* _Consegne dell'esercizio_:
**1.** Trascrivi il passo del testo che va da "1. I quattro" fino a "tipo di reddito.", sostituendo "mezzo" con "motivo".
**2.** Riduci a un elenco puntato il paragrafo del testo che comincia con "1. I quattro motivi di ricorso", mantenendone i fatti principali.

* _Testo_:
**********

Testo della sentenza
CORTE DI CASSAZIONE, SEZ. V CIVILE - ORDINANZA 06 giugno 2024 N. 15919 CRUCITTI ROBERTA

1. I quattro motivi di ricorso sono proposti ai sensi dell’art. 360, comma 1, n. 3, c.p.c. 2. Con il primo mezzo, si denuncia violazione e/o falsa applicazione dell’art. 5 del d.P.R. 22 dicembre 1986, n. 917 (Testo unico sulle imposte dirette), il quale, in relazione ai redditi prodotti in forma associata, ne attribuisce l’imputazione ai soci, indipendentemente dalla percezione e proporzionalmente alle quote di partecipazione, poiché, nel caso di specie, l’accertamento non riguarderebbe un reddito prodotto in forma associata né altro tipo di reddito.

**********

Righe di dati
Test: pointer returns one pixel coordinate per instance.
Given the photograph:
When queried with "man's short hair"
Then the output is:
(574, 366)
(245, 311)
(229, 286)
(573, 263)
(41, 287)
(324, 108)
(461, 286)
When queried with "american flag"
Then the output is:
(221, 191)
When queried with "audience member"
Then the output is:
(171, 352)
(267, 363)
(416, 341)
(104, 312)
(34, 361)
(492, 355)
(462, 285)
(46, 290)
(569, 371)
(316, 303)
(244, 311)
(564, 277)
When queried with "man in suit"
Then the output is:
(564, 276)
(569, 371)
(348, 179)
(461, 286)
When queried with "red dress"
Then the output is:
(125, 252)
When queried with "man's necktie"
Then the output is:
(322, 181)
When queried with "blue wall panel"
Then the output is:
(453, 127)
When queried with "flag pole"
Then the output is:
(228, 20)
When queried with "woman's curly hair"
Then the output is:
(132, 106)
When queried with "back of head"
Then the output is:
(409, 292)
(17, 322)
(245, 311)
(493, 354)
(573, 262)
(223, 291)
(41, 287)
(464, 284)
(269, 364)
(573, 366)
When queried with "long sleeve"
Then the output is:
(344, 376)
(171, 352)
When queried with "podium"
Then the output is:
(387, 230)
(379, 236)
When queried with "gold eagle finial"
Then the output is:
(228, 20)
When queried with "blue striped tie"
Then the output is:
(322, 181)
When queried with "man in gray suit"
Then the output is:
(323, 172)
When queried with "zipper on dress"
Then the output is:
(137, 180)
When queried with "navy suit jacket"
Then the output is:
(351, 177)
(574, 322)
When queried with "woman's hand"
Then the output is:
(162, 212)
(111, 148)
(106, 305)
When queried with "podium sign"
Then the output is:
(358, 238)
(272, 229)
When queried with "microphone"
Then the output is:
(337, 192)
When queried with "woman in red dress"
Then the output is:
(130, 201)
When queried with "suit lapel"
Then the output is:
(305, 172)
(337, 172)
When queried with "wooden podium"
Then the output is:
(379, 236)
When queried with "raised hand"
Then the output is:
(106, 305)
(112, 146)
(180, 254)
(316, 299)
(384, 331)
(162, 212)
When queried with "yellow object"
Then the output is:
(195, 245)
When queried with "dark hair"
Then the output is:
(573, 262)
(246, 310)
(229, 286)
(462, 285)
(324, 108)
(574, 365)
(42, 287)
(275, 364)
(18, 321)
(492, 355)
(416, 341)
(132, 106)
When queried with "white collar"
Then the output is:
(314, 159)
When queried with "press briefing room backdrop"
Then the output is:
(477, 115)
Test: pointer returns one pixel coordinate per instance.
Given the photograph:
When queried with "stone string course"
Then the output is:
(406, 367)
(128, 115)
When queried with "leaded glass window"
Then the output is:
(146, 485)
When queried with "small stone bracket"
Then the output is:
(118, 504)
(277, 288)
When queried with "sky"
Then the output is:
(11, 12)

**********

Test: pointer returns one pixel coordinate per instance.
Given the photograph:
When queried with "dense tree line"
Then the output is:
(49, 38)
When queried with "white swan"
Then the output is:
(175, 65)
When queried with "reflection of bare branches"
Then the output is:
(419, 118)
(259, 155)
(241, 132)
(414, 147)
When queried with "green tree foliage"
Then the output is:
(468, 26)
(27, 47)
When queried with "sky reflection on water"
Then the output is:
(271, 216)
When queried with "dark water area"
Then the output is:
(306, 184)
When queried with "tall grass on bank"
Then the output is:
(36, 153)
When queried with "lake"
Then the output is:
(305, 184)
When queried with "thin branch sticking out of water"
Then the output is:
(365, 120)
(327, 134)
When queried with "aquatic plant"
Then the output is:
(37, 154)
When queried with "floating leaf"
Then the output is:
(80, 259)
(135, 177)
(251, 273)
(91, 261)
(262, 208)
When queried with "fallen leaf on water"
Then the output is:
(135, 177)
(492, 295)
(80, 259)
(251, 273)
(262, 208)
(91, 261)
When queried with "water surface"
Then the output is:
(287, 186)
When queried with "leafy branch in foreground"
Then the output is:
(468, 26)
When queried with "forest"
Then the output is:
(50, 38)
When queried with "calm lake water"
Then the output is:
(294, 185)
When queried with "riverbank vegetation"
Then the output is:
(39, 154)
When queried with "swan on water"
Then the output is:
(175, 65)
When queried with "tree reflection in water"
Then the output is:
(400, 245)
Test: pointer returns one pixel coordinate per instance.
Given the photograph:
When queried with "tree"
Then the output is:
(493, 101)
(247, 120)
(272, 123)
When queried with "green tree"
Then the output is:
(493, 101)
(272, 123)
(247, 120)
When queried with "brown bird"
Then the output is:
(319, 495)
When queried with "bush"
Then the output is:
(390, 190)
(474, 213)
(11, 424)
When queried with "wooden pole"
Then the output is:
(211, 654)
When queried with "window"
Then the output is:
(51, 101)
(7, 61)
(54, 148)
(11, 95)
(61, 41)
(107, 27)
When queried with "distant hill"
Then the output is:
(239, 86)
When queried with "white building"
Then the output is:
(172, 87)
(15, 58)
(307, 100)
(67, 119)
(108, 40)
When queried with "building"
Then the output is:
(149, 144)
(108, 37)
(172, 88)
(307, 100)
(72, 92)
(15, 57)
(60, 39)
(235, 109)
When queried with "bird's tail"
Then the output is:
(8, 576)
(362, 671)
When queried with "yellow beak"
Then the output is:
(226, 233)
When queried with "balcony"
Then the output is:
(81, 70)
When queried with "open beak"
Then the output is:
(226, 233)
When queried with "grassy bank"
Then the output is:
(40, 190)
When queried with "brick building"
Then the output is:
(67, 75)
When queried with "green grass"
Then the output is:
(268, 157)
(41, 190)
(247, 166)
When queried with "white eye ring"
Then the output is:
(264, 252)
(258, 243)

**********

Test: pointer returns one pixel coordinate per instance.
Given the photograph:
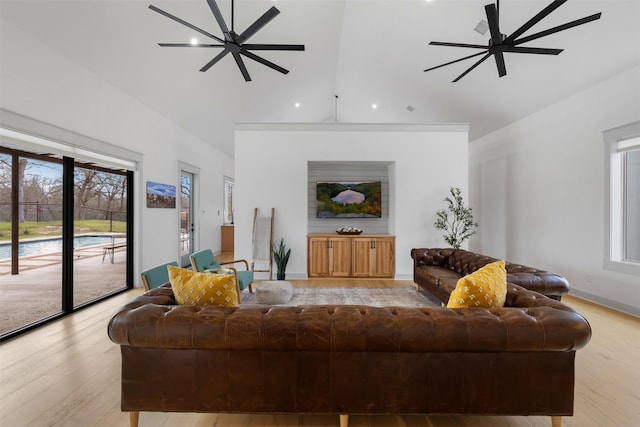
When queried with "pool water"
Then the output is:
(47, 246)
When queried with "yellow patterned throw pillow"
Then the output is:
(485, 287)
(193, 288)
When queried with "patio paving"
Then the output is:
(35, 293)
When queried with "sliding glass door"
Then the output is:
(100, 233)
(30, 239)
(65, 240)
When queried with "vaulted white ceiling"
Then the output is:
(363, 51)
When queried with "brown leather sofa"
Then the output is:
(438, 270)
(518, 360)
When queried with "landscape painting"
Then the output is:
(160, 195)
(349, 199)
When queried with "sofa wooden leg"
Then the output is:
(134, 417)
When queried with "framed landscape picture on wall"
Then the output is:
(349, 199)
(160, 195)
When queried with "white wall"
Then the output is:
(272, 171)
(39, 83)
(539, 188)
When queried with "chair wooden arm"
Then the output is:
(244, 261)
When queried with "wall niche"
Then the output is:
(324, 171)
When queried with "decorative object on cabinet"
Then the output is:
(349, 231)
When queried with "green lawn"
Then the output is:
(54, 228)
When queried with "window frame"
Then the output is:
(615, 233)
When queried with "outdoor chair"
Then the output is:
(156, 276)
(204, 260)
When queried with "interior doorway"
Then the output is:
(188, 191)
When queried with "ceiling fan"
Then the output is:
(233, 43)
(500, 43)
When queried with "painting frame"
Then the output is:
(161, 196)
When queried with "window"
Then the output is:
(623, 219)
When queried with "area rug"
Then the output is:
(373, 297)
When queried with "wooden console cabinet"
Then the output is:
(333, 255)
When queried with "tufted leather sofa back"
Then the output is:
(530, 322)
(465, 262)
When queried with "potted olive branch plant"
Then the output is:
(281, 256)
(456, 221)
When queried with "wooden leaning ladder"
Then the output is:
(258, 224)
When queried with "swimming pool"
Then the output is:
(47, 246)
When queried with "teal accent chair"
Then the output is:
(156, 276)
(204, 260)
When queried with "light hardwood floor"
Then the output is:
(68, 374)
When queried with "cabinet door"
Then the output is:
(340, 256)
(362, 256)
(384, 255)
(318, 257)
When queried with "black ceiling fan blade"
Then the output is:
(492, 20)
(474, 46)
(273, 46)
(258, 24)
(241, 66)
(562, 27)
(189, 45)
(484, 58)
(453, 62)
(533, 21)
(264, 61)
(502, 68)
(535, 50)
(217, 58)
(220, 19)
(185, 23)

**********

* _Soluzioni_:
**1.**
1. I quattro motivi di ricorso sono proposti ai sensi dell’art. 360, comma 1, n. 3, c.p.c. 2. Con il primo motivo, si denuncia violazione e/o falsa applicazione dell’art. 5 del d.P.R. 22 dicembre 1986, n. 917 (Testo unico sulle imposte dirette), il quale, in relazione ai redditi prodotti in forma associata, ne attribuisce l’imputazione ai soci, indipendentemente dalla percezione e proporzionalmente alle quote di partecipazione, poiché, nel caso di specie, l’accertamento non riguarderebbe un reddito prodotto in forma associata né altro tipo di reddito.

**2.**
- I quattro motivi di ricorso sono proposti ai sensi dell'art. 360, comma 1, n. 3, c.p.c.
- Il primo motivo denuncia violazione e/o falsa applicazione dell'art. 5 del d.P.R. 22 dicembre 1986, n. 917 (Testo unico sulle imposte dirette).
- Tale articolo imputa ai soci i redditi prodotti in forma associata, indipendentemente dalla percezione e in proporzione alle quote di partecipazione.
- Secondo il ricorso, nel caso di specie l'accertamento non riguarderebbe un reddito prodotto in forma associata né altro tipo di reddito.